EXCERPT:
Hector’s dolphin has a problem – at least, one of them does. Cephalorhynchus hectori, as these aquatic explorers are technically called, are the only endemic cetaceans to New Zealand, and it appears one of them has a bit of a broken blowhole.
Discovered in the waters off Christchurch in 2014, researchers found that it was unable to use what is essentially its head nostril to breathe. Unsurprisingly, most dolphins would die without the ability to take in air, but this particular adult C. hectori can stick its head out of the water at a steep angle and breathe through its mouth.
This is the first recorded incidence of a dolphin being able to breathe in this way. Dolphins in general have long been acknowledged as incredibly intelligent creatures with social hierarchies and complex vocalizations, and this clever little survival characteristic is another piece of evidence beautifully showcasing this.
The team – led by Professor Stephen Dawson, a marine conservation biologist and expert on Hector’s dolphin at the University of Otago – points out that “in all other respects the ‘mouth-breathing’ dolphin seemed normal, and appeared to be in good physical condition,” so it’s not clear what’s wrong with its blowhole. Perhaps it suffered an internal injury, or a foreign object got sucked in and remains lodged there.
The novel dolphin in action. New Scientist via YouTube
As noted in the journal Marine Mammal Science, captive dolphins have previously been seen to blow bubbles from their mouth as a recreational activity within their squad. However, these bubbles weren’t created by inhaling and exhaling through the mouth. Instead, these were bubbles captured within water vortexes around them.
Either way, this sign of higher cognitive reasoning is good news for conservationists – as of 2011, Hector’s dolphin, the smallest marine dolphin in the world, had seen its population reduced to around 7,000 from far higher figures a few decades ago. As is almost always the case, human activity is to blame, with overzealous fishing practices causing many of these dolphins to become entangled in near-shore nets.

WORK INSTRUCTIONS:
a) Can you answer these from the Hector's dolphin article?
(i) In what waters, and in what year, was the mouth-breathing dolphin discovered?
(ii) Who led the team that studied it?
(iii) About how large was the Hector's dolphin population as of 2011?
b) Could you set down the passage of the Hector's dolphin article from "The team – led" up to and including "vortexes around them.", word for word?

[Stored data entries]
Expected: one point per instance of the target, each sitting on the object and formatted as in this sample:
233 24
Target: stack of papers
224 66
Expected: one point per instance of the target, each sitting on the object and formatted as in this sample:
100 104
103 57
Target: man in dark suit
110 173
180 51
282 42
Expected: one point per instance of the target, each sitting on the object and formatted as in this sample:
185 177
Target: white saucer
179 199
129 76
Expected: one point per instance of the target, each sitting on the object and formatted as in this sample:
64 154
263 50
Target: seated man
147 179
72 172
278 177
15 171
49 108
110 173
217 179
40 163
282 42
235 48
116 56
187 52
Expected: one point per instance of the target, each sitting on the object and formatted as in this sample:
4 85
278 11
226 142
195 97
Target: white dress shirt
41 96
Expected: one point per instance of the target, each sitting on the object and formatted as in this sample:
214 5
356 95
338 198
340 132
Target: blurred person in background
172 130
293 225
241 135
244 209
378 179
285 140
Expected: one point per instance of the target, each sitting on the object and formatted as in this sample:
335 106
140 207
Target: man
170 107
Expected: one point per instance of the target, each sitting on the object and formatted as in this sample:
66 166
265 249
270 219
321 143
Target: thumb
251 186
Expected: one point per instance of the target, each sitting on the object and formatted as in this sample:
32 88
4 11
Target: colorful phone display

OUTPUTS IN ORDER:
a)
(i) The waters off Christchurch, in 2014.
(ii) Professor Stephen Dawson, a marine conservation biologist at the University of Otago.
(iii) Around 7,000.

b)
The team – led by Professor Stephen Dawson, a marine conservation biologist and expert on Hector’s dolphin at the University of Otago – points out that “in all other respects the ‘mouth-breathing’ dolphin seemed normal, and appeared to be in good physical condition,” so it’s not clear what’s wrong with its blowhole. Perhaps it suffered an internal injury, or a foreign object got sucked in and remains lodged there.
The novel dolphin in action. New Scientist via YouTube
As noted in the journal Marine Mammal Science, captive dolphins have previously been seen to blow bubbles from their mouth as a recreational activity within their squad. However, these bubbles weren’t created by inhaling and exhaling through the mouth. Instead, these were bubbles captured within water vortexes around them.